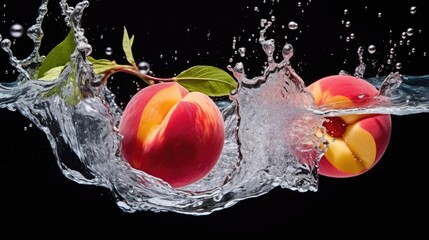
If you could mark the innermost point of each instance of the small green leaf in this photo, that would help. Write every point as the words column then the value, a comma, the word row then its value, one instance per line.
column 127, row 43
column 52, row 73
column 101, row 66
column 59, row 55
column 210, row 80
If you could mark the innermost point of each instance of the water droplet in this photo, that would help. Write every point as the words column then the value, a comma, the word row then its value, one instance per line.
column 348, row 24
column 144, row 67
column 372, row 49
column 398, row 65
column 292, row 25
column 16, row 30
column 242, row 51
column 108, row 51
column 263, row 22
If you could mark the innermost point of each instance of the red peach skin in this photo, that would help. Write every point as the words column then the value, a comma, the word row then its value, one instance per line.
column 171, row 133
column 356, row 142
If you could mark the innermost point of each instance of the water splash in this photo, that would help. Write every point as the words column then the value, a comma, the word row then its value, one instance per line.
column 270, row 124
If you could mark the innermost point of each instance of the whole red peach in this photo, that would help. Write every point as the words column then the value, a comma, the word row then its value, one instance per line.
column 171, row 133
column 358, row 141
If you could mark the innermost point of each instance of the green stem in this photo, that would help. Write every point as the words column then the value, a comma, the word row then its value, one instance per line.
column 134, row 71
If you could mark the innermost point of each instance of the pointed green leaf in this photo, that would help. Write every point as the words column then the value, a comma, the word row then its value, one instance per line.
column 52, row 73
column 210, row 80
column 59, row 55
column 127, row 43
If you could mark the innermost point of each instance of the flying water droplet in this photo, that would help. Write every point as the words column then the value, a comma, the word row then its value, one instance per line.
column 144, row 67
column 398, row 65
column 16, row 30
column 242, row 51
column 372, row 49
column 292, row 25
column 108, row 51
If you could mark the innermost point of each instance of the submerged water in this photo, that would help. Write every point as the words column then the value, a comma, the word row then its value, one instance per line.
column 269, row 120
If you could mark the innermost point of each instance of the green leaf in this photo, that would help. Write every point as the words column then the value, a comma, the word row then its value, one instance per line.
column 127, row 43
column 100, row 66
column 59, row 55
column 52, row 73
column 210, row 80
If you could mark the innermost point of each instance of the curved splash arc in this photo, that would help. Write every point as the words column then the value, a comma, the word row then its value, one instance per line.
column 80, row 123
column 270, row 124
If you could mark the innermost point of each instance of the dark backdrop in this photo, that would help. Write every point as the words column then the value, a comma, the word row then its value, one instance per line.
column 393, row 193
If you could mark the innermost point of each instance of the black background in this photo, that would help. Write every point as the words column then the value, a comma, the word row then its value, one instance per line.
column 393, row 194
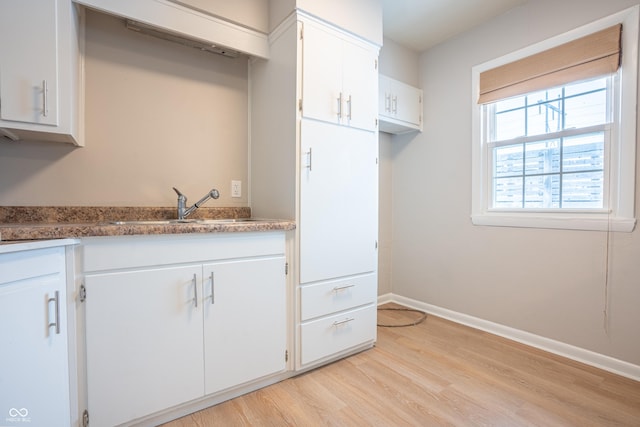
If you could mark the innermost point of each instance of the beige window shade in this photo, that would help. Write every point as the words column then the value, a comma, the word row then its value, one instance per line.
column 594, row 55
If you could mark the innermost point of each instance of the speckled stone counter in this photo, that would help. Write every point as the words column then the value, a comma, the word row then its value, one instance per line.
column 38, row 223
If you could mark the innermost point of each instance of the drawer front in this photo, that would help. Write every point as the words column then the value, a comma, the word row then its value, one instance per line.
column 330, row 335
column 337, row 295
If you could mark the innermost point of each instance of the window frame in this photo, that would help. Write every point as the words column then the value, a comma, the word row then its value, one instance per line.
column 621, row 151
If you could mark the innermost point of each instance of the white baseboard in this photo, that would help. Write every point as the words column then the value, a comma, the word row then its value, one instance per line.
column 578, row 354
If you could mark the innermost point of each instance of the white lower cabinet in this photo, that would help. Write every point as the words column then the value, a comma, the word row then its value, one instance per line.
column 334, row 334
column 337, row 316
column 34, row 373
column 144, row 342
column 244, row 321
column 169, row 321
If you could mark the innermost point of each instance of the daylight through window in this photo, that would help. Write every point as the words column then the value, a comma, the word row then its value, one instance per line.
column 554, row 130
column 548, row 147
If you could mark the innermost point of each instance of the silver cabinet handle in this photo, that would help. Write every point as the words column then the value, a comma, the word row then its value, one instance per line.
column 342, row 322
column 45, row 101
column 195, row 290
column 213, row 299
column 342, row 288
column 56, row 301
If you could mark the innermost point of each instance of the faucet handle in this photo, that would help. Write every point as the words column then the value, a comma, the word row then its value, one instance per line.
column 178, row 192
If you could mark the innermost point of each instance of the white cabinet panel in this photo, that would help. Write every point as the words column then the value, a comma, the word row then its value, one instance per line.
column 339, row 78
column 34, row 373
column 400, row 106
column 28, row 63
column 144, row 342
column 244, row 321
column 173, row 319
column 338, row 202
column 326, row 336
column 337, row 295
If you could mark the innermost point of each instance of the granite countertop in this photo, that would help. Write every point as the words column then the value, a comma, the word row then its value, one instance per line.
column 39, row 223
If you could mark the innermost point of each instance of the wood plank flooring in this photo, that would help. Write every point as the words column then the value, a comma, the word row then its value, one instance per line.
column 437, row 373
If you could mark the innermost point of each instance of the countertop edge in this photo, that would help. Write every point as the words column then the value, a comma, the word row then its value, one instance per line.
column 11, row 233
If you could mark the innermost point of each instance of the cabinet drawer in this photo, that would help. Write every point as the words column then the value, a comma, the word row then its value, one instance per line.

::::

Each line from the one that contains "of the wood" through the end of the material above should be returned exactly, and nothing else.

If you could mark the innermost point of each instance of the wood plank flooring in this photo, that would help. Write every point as the words column then the value, a comma, the word row then its value, one instance per line.
column 437, row 373
If you could mark the innermost point of each instance of the countertop edge in this photo, that would help. Write every point as the words column then the value, a comma, the word row then its value, one instance per line.
column 11, row 233
If you could mark the innermost point of each instance of the cabinet drawer in this photo, that would help. Write every point as the words column then the value, a comma, the word row then its value, one instance per line.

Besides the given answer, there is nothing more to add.